• [Text]
Segment Open

Runner’s warning to owners after dog bites her on the bum


Sally Dodgson, who is a dog trainer herself, said she was left bleeding badly from the wound

Helen Le Caplain and Howard Lloyd Regional content editor

03:47, 11 Oct 2025

Sally Dodgson with her two English Bulldogs, Clarence and Perry(Image: Kennedy News and Media)

A marathon runner is urging dog owners to ‘take responsibility’ for unruly pooches after her training jog turned to horror when one bit her on the bum. Dog trainer Sally Dodgson was putting her headphones on ahead of doing a 10-mile run in a park on August 30 when she spotted a man walking his dog approaching her.

The 43-year-old automatically moved off the pavement to give them room to pass, but ‘a millisecond later’ she felt an agonising pain as the dog bit her on the right bum cheek and leg. Sally felt blood pour down her leg as she kicked at the dog, believed to be a German Shepherd cross, while the owner dragged it off when it sank its teeth into her a second time.

In excruciating pain, Sally demanded the initially apologetic owner give her his contact details before he continued on his walk, which he did. Shocked, Sally asked a passerby to examine the bite, who warned her it was ‘bleeding badly’ and urged her to go to hospital.

But just minutes later, as she sat in A&E nursing her wounds, she claims the dog owner blocked her number and hung up when she rang off another number. Shocking photos show Sally’s shredded leggings, bleeding bite marks and purple bruising as result of the savage unprovoked attack. Sally, owner of dog training business DogSwot, is now urging owners to take responsibility for unruly pets.

Sally Dodgson’s leggings were shredded and bloodied during the attack(Image: Kennedy News and Media)

Segment Closed

Please give the distance of the run Sally Dodgson was about to start, according to the article about the dog bite. The rows have no connection to the article.

• [Saved entries]
Segment Open

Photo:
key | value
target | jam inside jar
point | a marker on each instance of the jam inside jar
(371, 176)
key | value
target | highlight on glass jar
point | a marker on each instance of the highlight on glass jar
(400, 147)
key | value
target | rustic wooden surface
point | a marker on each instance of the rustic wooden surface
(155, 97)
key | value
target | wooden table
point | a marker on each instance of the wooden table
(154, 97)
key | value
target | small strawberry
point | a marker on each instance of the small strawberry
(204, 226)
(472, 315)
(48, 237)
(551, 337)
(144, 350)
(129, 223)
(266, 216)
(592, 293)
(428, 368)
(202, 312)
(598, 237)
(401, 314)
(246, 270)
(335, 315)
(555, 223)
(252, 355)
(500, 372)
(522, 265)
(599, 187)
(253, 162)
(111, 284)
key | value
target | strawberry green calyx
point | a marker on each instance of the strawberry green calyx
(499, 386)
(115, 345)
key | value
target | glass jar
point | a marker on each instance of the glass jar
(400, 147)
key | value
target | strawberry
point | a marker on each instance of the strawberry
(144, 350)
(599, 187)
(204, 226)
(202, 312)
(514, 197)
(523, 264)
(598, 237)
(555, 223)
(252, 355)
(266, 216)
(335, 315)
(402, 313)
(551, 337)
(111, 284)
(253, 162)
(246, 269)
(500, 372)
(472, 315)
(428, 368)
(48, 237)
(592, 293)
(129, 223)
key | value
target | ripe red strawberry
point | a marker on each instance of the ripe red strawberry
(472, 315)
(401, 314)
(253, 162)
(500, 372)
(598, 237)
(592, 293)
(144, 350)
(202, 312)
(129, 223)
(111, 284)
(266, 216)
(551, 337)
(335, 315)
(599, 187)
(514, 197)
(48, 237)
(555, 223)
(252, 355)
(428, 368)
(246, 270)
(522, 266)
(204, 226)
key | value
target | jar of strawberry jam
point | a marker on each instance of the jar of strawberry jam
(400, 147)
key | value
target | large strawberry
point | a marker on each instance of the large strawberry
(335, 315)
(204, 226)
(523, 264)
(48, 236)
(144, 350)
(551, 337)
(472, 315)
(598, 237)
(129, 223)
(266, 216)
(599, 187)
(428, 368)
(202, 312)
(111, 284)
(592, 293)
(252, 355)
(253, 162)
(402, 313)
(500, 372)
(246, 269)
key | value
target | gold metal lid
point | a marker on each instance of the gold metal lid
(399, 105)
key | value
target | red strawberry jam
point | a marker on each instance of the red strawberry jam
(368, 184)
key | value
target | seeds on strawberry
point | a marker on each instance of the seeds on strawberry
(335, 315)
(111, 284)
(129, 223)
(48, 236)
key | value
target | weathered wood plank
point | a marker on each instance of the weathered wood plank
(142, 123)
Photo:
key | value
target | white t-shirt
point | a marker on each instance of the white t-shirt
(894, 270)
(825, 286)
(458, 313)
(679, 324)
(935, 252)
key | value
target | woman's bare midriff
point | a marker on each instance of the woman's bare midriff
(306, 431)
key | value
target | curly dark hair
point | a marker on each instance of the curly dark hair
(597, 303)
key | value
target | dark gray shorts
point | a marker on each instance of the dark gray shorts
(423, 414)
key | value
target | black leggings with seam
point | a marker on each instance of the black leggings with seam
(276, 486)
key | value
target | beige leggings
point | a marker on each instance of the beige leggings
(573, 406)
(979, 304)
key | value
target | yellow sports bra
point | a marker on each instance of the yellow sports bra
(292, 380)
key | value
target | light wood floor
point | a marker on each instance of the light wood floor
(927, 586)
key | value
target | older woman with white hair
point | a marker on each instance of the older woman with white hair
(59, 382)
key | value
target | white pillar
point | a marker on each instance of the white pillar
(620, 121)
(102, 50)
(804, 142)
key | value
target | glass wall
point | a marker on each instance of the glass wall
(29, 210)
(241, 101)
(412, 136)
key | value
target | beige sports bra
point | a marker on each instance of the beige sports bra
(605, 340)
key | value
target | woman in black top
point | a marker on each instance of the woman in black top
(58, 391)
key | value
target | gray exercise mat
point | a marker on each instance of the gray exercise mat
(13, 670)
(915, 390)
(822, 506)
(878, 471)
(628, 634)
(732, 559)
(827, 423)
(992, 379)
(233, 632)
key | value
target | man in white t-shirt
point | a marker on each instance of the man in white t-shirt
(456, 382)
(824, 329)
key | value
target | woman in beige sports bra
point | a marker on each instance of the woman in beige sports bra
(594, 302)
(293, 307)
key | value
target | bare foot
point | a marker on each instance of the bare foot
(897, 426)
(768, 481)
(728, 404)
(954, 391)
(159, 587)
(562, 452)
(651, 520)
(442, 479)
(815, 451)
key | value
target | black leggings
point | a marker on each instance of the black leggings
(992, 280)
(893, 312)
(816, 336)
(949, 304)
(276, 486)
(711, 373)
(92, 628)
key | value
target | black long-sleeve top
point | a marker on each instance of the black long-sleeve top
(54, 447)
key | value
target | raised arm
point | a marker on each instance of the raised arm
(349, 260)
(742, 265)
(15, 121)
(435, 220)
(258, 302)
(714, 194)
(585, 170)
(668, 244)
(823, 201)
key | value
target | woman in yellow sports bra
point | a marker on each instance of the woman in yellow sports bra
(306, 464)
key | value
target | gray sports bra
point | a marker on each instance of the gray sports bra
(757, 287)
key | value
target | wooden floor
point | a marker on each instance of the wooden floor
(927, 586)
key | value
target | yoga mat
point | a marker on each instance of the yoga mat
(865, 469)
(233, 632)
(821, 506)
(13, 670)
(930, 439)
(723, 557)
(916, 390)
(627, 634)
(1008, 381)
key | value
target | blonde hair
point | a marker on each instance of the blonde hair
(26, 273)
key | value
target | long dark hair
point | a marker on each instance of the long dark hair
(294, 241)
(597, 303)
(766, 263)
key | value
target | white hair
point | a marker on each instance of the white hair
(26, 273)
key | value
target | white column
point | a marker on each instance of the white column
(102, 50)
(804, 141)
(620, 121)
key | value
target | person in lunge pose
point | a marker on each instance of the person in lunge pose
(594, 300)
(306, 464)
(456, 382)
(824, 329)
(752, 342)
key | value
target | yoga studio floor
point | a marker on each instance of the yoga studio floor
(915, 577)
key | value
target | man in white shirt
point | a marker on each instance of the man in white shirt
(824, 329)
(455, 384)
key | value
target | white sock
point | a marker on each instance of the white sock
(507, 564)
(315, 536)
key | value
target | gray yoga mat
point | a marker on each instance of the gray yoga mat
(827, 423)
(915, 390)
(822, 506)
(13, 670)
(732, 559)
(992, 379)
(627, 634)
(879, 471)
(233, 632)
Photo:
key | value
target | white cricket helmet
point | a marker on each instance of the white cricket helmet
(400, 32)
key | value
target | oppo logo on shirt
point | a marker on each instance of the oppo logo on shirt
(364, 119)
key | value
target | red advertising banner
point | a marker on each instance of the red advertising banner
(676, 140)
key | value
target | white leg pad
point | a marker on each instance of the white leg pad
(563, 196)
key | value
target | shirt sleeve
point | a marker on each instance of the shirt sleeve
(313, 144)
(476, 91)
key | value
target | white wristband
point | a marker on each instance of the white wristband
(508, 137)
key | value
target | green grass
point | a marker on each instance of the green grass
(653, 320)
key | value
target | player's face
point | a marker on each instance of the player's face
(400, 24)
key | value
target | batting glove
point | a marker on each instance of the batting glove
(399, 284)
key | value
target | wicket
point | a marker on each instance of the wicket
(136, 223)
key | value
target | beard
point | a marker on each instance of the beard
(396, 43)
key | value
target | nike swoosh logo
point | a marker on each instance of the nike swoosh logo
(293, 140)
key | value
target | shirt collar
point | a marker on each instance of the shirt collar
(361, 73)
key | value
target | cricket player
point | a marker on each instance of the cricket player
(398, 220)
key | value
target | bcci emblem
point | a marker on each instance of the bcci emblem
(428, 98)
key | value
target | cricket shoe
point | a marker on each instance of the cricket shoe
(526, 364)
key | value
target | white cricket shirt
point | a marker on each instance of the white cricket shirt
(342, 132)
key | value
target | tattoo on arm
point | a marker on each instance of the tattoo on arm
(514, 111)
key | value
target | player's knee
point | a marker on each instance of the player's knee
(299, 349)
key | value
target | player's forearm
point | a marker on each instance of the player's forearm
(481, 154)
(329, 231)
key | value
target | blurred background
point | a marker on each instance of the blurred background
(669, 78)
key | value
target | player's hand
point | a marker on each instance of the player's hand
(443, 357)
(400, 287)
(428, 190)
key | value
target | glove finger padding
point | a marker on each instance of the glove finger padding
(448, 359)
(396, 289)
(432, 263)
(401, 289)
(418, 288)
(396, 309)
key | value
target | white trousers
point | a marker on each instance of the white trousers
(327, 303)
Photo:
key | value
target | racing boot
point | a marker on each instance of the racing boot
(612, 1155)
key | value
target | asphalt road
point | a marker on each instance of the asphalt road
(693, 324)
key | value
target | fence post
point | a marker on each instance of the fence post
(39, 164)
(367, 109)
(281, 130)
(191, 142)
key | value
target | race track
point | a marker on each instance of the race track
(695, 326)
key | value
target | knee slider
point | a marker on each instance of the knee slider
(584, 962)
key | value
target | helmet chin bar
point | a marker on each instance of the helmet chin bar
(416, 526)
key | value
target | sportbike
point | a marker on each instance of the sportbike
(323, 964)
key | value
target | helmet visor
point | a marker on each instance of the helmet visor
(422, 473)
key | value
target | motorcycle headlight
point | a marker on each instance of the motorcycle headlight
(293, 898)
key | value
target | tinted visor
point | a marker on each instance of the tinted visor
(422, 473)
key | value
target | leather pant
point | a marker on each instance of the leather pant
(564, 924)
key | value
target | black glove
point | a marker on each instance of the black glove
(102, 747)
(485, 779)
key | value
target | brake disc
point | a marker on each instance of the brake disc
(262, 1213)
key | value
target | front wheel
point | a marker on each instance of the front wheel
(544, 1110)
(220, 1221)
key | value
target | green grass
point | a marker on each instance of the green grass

Segment Closed

• [Result for this exercise] 10 miles